● **To be done**
Please rewrite every line of the data below as a Markdown table with the columns Row and Data line, numbering the rows and leaving out blank lines.

Data listing
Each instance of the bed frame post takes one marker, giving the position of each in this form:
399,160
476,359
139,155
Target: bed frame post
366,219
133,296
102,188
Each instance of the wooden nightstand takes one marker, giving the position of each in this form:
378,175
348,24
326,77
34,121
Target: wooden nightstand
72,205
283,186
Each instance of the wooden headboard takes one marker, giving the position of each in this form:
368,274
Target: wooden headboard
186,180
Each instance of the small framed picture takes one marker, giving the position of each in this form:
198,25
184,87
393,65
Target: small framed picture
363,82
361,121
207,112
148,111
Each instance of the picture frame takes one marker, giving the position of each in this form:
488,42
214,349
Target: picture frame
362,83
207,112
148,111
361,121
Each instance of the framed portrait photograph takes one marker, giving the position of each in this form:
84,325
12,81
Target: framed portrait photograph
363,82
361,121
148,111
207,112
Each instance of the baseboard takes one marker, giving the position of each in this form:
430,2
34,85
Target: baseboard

● **Written answer**
| Row | Data line |
|---|---|
| 1 | Each instance of the bed frame post takes one marker, giving the position of each in this form: |
| 2 | 399,160 |
| 3 | 476,359 |
| 4 | 139,155 |
| 5 | Target: bed frame post |
| 6 | 366,219 |
| 7 | 133,296 |
| 8 | 102,188 |
| 9 | Each instance of the wooden nightstand takes one marker, giving the position of each in this form: |
| 10 | 378,175 |
| 11 | 348,24 |
| 12 | 326,77 |
| 13 | 34,121 |
| 14 | Target: wooden nightstand |
| 15 | 72,205 |
| 16 | 283,186 |
| 17 | Each instance of the wooden headboard takes one marker, giving the position of each in this form: |
| 18 | 368,274 |
| 19 | Target: wooden headboard |
| 20 | 186,180 |
| 21 | Each instance of the small framed picture takes one marker, giving the position of each in this form: |
| 22 | 198,25 |
| 23 | 184,87 |
| 24 | 393,65 |
| 25 | Target: small framed picture |
| 26 | 363,82 |
| 27 | 361,121 |
| 28 | 207,112 |
| 29 | 148,111 |
| 30 | Each instance of the picture frame takes one marker, giving the position of each in this form: |
| 31 | 488,42 |
| 32 | 214,349 |
| 33 | Target: picture frame |
| 34 | 362,83 |
| 35 | 207,112 |
| 36 | 148,111 |
| 37 | 361,121 |
| 38 | Each instance of the framed portrait photograph takes one marker, giving the position of each in this form: |
| 39 | 84,325 |
| 40 | 12,81 |
| 41 | Target: framed portrait photograph |
| 42 | 363,82 |
| 43 | 361,121 |
| 44 | 148,111 |
| 45 | 207,112 |
| 46 | Each instance of the baseboard takes one marker, giving the position of each in this form: |
| 47 | 430,2 |
| 48 | 34,85 |
| 49 | Target: baseboard |